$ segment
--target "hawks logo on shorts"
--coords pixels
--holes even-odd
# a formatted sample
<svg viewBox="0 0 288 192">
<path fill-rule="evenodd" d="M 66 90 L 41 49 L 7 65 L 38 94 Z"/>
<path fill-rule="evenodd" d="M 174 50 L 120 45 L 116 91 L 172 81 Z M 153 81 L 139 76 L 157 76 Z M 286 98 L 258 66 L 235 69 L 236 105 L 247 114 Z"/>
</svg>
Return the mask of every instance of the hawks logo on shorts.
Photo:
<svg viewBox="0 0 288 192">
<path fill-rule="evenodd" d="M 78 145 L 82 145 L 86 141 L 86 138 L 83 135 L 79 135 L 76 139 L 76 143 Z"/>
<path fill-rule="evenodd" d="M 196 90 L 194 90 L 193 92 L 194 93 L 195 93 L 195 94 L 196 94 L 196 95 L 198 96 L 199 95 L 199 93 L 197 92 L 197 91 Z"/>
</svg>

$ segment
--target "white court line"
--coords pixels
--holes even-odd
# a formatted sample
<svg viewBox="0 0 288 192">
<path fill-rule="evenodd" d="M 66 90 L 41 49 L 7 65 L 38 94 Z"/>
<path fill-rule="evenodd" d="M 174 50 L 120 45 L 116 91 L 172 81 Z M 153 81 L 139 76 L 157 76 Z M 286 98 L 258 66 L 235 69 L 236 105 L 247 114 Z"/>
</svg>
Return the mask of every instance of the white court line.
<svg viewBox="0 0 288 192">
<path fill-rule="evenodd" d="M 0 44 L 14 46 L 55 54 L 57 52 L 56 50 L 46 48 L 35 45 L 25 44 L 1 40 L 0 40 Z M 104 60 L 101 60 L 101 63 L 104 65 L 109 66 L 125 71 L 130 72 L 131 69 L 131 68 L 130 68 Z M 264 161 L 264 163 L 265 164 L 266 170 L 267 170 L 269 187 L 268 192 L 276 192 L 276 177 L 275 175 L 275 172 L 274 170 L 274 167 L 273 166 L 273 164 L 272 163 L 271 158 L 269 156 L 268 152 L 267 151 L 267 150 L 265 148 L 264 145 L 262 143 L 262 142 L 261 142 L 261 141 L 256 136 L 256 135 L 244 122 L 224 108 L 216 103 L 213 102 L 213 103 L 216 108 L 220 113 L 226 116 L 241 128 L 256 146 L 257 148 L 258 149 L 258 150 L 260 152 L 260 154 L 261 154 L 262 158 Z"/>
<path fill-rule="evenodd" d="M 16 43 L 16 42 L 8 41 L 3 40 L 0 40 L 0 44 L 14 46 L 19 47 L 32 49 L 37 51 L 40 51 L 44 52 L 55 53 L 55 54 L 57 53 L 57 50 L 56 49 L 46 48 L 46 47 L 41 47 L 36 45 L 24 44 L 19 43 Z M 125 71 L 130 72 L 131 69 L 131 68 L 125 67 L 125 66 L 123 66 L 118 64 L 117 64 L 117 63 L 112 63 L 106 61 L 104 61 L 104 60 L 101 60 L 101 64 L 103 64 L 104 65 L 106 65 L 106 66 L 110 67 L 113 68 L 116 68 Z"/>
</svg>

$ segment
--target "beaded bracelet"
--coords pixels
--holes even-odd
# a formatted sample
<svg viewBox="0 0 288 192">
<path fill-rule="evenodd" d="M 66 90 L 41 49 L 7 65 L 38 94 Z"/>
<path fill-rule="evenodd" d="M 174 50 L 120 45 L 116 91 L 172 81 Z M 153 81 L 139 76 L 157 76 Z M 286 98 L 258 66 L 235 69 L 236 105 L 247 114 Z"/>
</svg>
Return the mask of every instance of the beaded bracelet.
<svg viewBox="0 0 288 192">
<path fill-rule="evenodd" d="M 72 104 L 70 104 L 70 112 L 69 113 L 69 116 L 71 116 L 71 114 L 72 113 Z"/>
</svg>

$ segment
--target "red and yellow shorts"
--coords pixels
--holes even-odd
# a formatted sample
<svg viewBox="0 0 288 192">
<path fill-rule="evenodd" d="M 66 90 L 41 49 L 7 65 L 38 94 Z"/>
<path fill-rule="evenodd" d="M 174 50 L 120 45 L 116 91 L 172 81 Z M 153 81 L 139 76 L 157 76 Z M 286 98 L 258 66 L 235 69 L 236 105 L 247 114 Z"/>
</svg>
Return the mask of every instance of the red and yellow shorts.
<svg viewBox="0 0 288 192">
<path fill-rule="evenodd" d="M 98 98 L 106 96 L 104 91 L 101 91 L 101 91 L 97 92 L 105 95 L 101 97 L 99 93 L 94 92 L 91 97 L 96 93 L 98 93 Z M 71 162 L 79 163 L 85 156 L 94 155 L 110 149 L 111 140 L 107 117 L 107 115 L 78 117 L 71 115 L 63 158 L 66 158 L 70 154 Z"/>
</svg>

------------------------------

- _What is needed_
Please copy out all of the material above, word for word, leaving nothing out.

- _The answer_
$ segment
--target "hawks logo on shorts"
--coords pixels
--holes even-odd
# a formatted sample
<svg viewBox="0 0 288 192">
<path fill-rule="evenodd" d="M 66 90 L 41 49 L 7 65 L 38 94 Z"/>
<path fill-rule="evenodd" d="M 174 50 L 120 45 L 116 91 L 172 81 Z M 153 81 L 139 76 L 157 76 Z M 286 98 L 258 66 L 235 69 L 236 105 L 247 114 Z"/>
</svg>
Return the mask of every instance of the hawks logo on shorts.
Photo:
<svg viewBox="0 0 288 192">
<path fill-rule="evenodd" d="M 78 145 L 82 145 L 86 141 L 86 138 L 83 135 L 79 135 L 76 139 L 76 143 Z"/>
<path fill-rule="evenodd" d="M 196 90 L 194 90 L 193 92 L 194 93 L 195 93 L 195 94 L 196 94 L 196 95 L 198 96 L 199 95 L 199 93 L 197 92 L 197 91 Z"/>
</svg>

$ segment
--target "white court line"
--coords pixels
--holes even-odd
# a formatted sample
<svg viewBox="0 0 288 192">
<path fill-rule="evenodd" d="M 66 90 L 41 49 L 7 65 L 38 94 Z"/>
<path fill-rule="evenodd" d="M 174 50 L 120 45 L 116 91 L 172 81 Z M 153 81 L 139 76 L 157 76 Z M 286 98 L 258 66 L 235 69 L 236 105 L 247 114 Z"/>
</svg>
Return the mask of every instance of the white court line.
<svg viewBox="0 0 288 192">
<path fill-rule="evenodd" d="M 0 44 L 14 46 L 55 54 L 57 52 L 56 50 L 46 48 L 35 45 L 25 44 L 1 40 L 0 40 Z M 104 60 L 101 60 L 101 63 L 104 65 L 109 66 L 125 71 L 130 72 L 131 69 L 131 68 L 130 68 Z M 264 161 L 264 163 L 265 164 L 266 170 L 267 170 L 269 187 L 268 192 L 276 192 L 276 177 L 275 175 L 275 172 L 274 170 L 274 167 L 273 166 L 273 164 L 272 163 L 271 158 L 269 156 L 268 152 L 267 151 L 267 150 L 265 148 L 264 145 L 262 143 L 262 142 L 261 142 L 261 141 L 256 136 L 256 135 L 244 122 L 224 108 L 216 103 L 213 102 L 213 103 L 216 108 L 220 113 L 226 116 L 241 128 L 256 146 L 257 148 L 258 149 L 258 150 L 260 152 L 260 154 L 261 154 L 262 158 Z"/>
<path fill-rule="evenodd" d="M 16 43 L 16 42 L 8 41 L 3 40 L 0 40 L 0 44 L 14 46 L 19 47 L 32 49 L 37 51 L 40 51 L 44 52 L 55 53 L 55 54 L 57 53 L 57 50 L 56 49 L 46 48 L 46 47 L 41 47 L 36 45 L 24 44 L 19 43 Z M 125 71 L 130 72 L 131 69 L 131 68 L 125 67 L 125 66 L 123 66 L 118 64 L 117 64 L 117 63 L 112 63 L 106 61 L 104 61 L 104 60 L 101 60 L 101 64 L 103 64 L 104 65 L 106 65 L 106 66 L 110 67 L 113 68 L 116 68 Z"/>
</svg>

$ segment
--target "beaded bracelet"
--coords pixels
--holes even-odd
# a formatted sample
<svg viewBox="0 0 288 192">
<path fill-rule="evenodd" d="M 66 90 L 41 49 L 7 65 L 38 94 Z"/>
<path fill-rule="evenodd" d="M 174 50 L 120 45 L 116 91 L 172 81 Z M 153 81 L 139 76 L 157 76 Z M 286 98 L 258 66 L 235 69 L 236 105 L 247 114 Z"/>
</svg>
Return the mask of every instance of the beaded bracelet.
<svg viewBox="0 0 288 192">
<path fill-rule="evenodd" d="M 72 104 L 70 104 L 70 112 L 69 113 L 69 116 L 71 116 L 71 114 L 72 113 Z"/>
</svg>

$ segment
--target "red and yellow shorts"
--coords pixels
--holes even-odd
# a formatted sample
<svg viewBox="0 0 288 192">
<path fill-rule="evenodd" d="M 66 90 L 41 49 L 7 65 L 38 94 Z"/>
<path fill-rule="evenodd" d="M 174 50 L 120 45 L 116 91 L 172 81 Z M 153 81 L 139 76 L 157 76 Z M 286 98 L 258 66 L 235 69 L 236 105 L 247 114 Z"/>
</svg>
Return the mask of every instance of the red and yellow shorts.
<svg viewBox="0 0 288 192">
<path fill-rule="evenodd" d="M 98 98 L 106 96 L 104 91 L 101 91 L 101 91 L 97 92 L 105 95 L 101 97 L 99 93 L 94 92 L 91 97 L 96 93 L 98 93 Z M 71 162 L 79 163 L 85 156 L 94 155 L 110 149 L 111 140 L 107 117 L 107 115 L 78 117 L 71 115 L 63 158 L 66 158 L 70 154 Z"/>
</svg>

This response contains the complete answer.